* **What the task asks**
Write out exactly the lines of the entries below, from the first through the line containing "pixel 13 209", and nothing beyond them.

* **Dataset**
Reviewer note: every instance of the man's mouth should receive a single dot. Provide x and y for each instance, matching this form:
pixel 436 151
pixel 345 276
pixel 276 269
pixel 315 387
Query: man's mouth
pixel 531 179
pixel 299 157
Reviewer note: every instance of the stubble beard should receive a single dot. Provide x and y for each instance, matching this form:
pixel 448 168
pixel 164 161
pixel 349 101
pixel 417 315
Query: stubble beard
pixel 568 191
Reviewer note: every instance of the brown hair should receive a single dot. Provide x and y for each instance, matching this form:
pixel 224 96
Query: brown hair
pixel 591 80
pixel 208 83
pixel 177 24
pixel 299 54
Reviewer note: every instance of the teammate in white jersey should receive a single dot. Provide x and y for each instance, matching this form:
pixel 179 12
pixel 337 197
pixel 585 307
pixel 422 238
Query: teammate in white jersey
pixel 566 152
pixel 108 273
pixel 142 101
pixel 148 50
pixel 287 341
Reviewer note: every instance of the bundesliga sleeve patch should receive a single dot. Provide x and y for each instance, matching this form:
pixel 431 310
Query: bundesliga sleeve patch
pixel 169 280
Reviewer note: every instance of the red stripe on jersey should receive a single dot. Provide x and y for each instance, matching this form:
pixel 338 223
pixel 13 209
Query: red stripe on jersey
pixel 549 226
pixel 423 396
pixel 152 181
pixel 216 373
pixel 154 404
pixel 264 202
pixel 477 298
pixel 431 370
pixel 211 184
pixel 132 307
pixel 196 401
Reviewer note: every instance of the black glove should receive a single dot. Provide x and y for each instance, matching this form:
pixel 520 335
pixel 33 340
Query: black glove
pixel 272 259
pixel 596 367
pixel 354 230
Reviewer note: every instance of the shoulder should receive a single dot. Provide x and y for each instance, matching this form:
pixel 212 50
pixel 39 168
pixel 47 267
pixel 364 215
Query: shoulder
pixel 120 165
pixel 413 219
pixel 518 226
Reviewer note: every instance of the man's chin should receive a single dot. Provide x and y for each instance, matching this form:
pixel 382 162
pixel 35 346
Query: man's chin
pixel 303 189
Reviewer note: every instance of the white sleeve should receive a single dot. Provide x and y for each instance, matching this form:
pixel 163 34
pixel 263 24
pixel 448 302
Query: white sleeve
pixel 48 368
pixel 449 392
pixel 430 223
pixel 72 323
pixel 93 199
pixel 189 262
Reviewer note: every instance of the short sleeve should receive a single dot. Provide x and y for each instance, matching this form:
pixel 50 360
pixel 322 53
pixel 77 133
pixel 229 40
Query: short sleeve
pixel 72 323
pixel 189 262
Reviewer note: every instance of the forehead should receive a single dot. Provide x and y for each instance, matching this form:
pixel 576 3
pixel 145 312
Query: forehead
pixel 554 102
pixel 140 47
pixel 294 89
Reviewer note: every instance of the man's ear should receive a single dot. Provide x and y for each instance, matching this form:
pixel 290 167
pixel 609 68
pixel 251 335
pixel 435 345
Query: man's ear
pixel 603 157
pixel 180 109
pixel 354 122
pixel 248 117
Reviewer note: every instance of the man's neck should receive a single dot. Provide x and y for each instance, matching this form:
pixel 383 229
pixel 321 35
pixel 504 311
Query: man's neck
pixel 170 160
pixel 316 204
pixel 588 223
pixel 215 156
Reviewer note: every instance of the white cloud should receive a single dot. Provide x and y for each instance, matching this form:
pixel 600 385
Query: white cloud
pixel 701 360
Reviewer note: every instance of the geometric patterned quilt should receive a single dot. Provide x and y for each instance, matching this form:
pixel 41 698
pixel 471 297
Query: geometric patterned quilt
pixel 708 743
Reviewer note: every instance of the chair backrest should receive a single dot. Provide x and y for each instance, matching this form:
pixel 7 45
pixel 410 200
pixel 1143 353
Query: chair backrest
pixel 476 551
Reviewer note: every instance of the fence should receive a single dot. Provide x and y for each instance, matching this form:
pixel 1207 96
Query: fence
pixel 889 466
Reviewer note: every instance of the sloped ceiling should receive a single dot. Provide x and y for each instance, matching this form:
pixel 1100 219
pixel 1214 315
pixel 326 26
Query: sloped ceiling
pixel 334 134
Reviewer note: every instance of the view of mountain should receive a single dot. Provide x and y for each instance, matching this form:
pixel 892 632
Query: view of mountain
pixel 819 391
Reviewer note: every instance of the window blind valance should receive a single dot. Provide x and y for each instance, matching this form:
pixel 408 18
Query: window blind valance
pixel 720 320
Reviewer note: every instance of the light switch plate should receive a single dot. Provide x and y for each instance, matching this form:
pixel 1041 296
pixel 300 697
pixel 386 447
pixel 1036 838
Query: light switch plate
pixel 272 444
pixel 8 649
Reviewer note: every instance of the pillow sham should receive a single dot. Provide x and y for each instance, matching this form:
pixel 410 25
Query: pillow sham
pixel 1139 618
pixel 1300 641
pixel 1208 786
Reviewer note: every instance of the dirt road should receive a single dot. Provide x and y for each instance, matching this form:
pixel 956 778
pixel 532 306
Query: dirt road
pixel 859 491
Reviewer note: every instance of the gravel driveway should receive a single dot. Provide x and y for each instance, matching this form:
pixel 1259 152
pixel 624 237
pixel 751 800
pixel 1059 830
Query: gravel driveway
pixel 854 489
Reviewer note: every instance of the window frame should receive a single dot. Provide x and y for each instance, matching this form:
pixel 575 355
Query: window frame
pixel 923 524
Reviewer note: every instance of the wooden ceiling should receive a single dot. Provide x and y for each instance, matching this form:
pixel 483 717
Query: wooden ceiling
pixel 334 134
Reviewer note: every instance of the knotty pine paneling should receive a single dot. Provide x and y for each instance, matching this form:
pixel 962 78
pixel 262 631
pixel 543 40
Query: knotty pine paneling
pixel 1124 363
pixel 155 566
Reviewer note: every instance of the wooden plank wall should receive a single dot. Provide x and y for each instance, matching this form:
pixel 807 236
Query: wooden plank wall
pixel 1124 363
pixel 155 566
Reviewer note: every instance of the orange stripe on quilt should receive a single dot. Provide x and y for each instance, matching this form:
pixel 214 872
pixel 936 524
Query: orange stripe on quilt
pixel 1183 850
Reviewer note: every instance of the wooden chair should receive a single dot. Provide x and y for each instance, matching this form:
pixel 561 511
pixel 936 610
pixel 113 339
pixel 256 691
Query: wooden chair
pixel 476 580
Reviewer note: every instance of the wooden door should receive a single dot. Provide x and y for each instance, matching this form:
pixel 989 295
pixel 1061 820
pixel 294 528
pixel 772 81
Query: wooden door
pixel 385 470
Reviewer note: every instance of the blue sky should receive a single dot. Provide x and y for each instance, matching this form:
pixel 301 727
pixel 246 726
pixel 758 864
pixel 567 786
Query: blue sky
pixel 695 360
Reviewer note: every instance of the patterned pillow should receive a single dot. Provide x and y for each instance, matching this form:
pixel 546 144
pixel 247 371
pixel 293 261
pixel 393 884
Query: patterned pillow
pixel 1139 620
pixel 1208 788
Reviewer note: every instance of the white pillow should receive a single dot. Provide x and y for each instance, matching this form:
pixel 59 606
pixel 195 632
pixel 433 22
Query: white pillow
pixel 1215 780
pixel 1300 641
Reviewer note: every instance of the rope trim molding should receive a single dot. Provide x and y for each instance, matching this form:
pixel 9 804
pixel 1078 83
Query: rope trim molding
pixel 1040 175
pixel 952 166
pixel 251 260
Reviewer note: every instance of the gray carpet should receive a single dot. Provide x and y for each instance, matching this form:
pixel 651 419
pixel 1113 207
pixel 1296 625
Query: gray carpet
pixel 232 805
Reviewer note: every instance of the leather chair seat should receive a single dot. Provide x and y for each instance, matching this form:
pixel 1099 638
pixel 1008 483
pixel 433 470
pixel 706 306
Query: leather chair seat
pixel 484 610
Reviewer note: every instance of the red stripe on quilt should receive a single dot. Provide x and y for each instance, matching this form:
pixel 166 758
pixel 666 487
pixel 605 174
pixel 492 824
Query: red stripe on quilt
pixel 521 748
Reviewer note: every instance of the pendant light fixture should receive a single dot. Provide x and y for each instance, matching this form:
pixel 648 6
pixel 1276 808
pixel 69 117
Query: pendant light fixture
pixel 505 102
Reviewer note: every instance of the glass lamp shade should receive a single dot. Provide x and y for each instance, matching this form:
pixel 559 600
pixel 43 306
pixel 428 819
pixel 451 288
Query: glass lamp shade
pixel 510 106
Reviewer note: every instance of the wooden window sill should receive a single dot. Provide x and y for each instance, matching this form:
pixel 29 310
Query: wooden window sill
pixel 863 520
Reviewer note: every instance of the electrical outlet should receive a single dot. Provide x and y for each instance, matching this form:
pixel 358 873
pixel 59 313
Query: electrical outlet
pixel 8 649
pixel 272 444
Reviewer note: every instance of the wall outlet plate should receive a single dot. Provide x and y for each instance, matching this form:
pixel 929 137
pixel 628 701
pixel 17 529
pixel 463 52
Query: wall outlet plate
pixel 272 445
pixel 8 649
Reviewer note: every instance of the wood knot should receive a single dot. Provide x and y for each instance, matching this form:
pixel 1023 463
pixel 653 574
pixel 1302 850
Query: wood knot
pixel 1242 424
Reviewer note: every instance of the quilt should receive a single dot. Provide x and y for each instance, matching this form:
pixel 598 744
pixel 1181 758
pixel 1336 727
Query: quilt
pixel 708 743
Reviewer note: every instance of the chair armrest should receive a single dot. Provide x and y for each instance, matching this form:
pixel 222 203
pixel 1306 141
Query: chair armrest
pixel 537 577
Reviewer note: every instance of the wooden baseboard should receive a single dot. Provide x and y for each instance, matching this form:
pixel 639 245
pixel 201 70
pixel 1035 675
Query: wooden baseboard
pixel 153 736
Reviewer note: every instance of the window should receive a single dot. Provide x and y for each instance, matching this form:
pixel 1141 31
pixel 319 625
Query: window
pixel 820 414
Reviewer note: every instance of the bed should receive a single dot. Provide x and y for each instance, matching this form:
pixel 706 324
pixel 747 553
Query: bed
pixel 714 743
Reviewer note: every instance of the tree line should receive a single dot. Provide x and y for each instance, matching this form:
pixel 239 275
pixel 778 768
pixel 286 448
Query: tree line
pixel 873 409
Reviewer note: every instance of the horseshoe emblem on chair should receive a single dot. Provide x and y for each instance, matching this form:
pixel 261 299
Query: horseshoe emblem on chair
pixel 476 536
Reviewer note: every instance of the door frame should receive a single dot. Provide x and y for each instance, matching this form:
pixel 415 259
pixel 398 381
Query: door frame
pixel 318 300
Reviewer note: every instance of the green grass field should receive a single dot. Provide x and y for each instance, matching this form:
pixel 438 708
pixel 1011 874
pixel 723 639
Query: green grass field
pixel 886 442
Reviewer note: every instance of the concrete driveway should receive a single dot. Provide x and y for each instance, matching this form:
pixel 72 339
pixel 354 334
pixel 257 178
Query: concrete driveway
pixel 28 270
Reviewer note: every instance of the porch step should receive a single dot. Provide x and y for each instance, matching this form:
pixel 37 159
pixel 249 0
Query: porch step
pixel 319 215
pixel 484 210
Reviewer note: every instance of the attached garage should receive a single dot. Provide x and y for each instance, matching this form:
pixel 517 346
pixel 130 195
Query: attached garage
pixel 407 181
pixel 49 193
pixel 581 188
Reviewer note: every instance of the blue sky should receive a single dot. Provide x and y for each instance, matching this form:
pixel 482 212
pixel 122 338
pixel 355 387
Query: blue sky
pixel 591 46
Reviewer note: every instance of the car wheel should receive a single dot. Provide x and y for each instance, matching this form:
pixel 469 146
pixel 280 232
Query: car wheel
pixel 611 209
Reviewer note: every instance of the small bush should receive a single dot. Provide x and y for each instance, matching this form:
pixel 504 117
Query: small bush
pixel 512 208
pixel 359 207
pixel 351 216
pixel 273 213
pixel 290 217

* **Your response**
Reviewer note: every instance of the man's mouth should receive a single dot. Provide x and y for each instance, matching this form:
pixel 436 151
pixel 345 276
pixel 276 269
pixel 315 387
Query: man's mouth
pixel 531 179
pixel 299 157
Reviewer note: every instance of the stubble beard should receive a single dot. Provide x and y for each instance, matching this form:
pixel 448 168
pixel 164 161
pixel 349 101
pixel 417 315
Query: stubble beard
pixel 568 191
Reviewer note: every instance of the brown hair should receive a single dot. Provide x and y for each instance, matching this form:
pixel 224 96
Query: brown hair
pixel 591 80
pixel 208 83
pixel 177 24
pixel 299 54
Reviewer note: every instance of the teammate in white jersey should receive a single dot. Provide x and y for each instance, matching this form:
pixel 179 12
pixel 337 197
pixel 585 307
pixel 422 238
Query: teammate in white jersey
pixel 566 152
pixel 108 273
pixel 142 101
pixel 148 50
pixel 287 341
Reviewer note: every instance of the bundesliga sleeve patch should receive a single dot. Provide x and y for each instance, matching this form:
pixel 431 310
Query: bundesliga sleeve patch
pixel 169 280
Reviewer note: every instance of the red stripe on jersey should receive a single dot. Provide x and y for each instance, matching this form:
pixel 338 223
pixel 13 209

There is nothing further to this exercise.